Ce long article propose de revenir sur cette opposition, non pour trancher en faveur d’un camp, mais pour en comprendre les ressorts. Comment un producteur qui avait façonné l’un des catalogues les plus admirés de la musique moderne en est-il venu à considérer le punk rock comme une marche arrière historique ? Que nous dit cette réaction du projet artistique porté par George Martin et les Beatles ? Et que vaut ce verdict à l’épreuve du temps, de Ramones aux Sex Pistols, de The Clash à l’héritage que ces groupes ont laissé aux générations suivantes ?

Sommaire

  • George Martin, cinquième Beatle et « traducteur » musical
  • L’après-Beatles : continuités et audaces d’un producteur insatiable
  • La ligne de crête entre expérimentation et emphase
  • L’irruption du punk : un séisme esthétique et social
  • « Tout remettre en marche arrière » : que dit réellement cette formule ?

- - - - -

CONSIGNE: Reprenez l'article sur George Martin et le punk rock juste après sa dernière ligne, puis rédigez la suite.

(Entrées du jeu de données)
- - - - -

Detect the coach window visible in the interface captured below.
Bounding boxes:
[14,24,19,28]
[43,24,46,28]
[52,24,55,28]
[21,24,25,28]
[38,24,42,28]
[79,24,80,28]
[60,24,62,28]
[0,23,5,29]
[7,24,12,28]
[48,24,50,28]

- - - - -

CORRIGÉ:
  • Les Beatles, entre sophistication et énergie brute : un précédent ambigu
  • La « norme » selon Martin : la pop élevée au rang d’art total
  • Le punk comme déconstruction : une autre idée du progrès
  • L’oreille de Martin : précision, justesse, métier
  • Beatles vs. punk : choc réel, dialogues secrets
  • Abbey Road comme horizon : que voulait « dire » l’album pour Martin ?
  • Le regard des Beatles sur le punk : entre curiosité et distance
  • La pédagogie de l’ambition : ce que Martin a transmis
  • Héritages croisés : que reste-t-il de l’objection de Martin ?
  • L’argument social : démocratiser la pratique vs. professionnaliser l’art
  • Les Beatles, boussole toujours vivante
  • Punk et Beatles dans le miroir du temps : au-delà du verdict
  • Une polémique fondatrice, un héritage commun

George Martin, cinquième Beatle et « traducteur » musical

Pour saisir l’ampleur du désarroi exprimé par George Martin à l’égard du punk, il faut rappeler ce qu’a représenté son rôle auprès des Beatles. Classiquement formé, fin arrangeur, lecteur de partitions et oreille absolue au service de l’imagination, Martin était bien plus qu’un technicien de studio. À maintes reprises, il a servi de passeur entre des intuitions fulgurantes et leur concrétisation sonore, traduisant en termes instrumentaux les descriptions parfois naïves ou purement imagées des musiciens.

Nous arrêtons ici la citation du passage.